WRITTEN EXERCISE - Copy all of the records below verbatim.

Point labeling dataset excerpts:

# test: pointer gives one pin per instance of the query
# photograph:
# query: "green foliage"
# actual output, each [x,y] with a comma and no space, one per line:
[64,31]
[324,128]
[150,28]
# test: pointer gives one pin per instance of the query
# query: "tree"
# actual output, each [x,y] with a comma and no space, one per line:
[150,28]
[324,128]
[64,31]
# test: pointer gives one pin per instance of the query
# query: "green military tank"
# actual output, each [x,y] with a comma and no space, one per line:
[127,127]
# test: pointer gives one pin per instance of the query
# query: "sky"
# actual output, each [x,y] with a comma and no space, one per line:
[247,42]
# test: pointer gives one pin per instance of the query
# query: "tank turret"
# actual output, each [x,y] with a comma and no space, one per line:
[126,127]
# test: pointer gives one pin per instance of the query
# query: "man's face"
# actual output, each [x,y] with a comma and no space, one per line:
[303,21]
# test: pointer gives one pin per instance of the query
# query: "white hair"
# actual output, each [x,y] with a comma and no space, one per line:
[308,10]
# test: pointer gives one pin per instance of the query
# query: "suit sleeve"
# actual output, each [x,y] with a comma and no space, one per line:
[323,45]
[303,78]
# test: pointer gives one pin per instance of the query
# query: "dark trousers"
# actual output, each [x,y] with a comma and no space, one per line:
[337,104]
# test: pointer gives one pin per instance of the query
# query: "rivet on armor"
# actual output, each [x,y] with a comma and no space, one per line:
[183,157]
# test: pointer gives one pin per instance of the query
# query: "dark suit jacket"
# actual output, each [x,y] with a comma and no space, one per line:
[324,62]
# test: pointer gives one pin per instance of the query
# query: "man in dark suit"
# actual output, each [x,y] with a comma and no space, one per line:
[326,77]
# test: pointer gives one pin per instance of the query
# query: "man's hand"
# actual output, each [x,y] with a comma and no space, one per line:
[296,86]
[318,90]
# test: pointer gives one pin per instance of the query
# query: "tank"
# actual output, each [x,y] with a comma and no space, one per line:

IN RESPONSE -
# test: pointer gives one pin per instance of the query
# photograph:
# query: "green foliage"
# actual output, each [x,y] with a comma and no space, one per line:
[64,31]
[324,128]
[150,28]
# test: pointer gives one pin per instance of the query
# query: "tree"
# actual output, each [x,y] with a comma and no space, one per line:
[150,28]
[324,128]
[64,31]
# test: pointer gives one pin per instance of the query
# query: "green military tank"
# actual output, each [x,y] with a comma and no space, one per line:
[127,127]
# test: pointer gives one pin per instance of the query
# query: "sky"
# actual output, each [x,y] with a comma and no space, one per line:
[247,42]
# test: pointer gives one pin per instance of the query
# query: "tank turret"
# actual output, each [x,y] with a comma and no space, one per line:
[126,127]
# test: pointer gives one pin per instance of the query
# query: "man's face"
# actual output, each [x,y] with a comma and no space, one per line:
[303,21]
# test: pointer gives one pin per instance of the query
# query: "white hair"
# actual output, each [x,y] with a comma and no space, one per line:
[308,10]
# test: pointer gives one pin per instance of the query
# query: "suit sleeve"
# actual output, each [x,y] with a comma and no space, one per line:
[323,45]
[303,78]
# test: pointer gives one pin per instance of the query
# query: "dark trousers"
# actual output, each [x,y] with a comma and no space, one per line:
[337,104]
# test: pointer gives one pin per instance of the query
# query: "rivet on armor"
# actual output, each [x,y] with a comma and no space, one per line:
[183,157]
# test: pointer gives one pin per instance of the query
# query: "dark suit jacket"
# actual output, each [x,y] with a comma and no space, one per line:
[324,62]
# test: pointer gives one pin per instance of the query
# query: "man in dark suit"
# actual output, each [x,y] with a comma and no space, one per line:
[326,77]
# test: pointer gives one pin per instance of the query
# query: "man's hand"
# actual output, each [x,y] with a comma and no space, one per line:
[296,86]
[318,90]
# test: pointer gives one pin per instance of the query
# query: "tank"
# actual output, each [x,y] with a comma and no space, one per line:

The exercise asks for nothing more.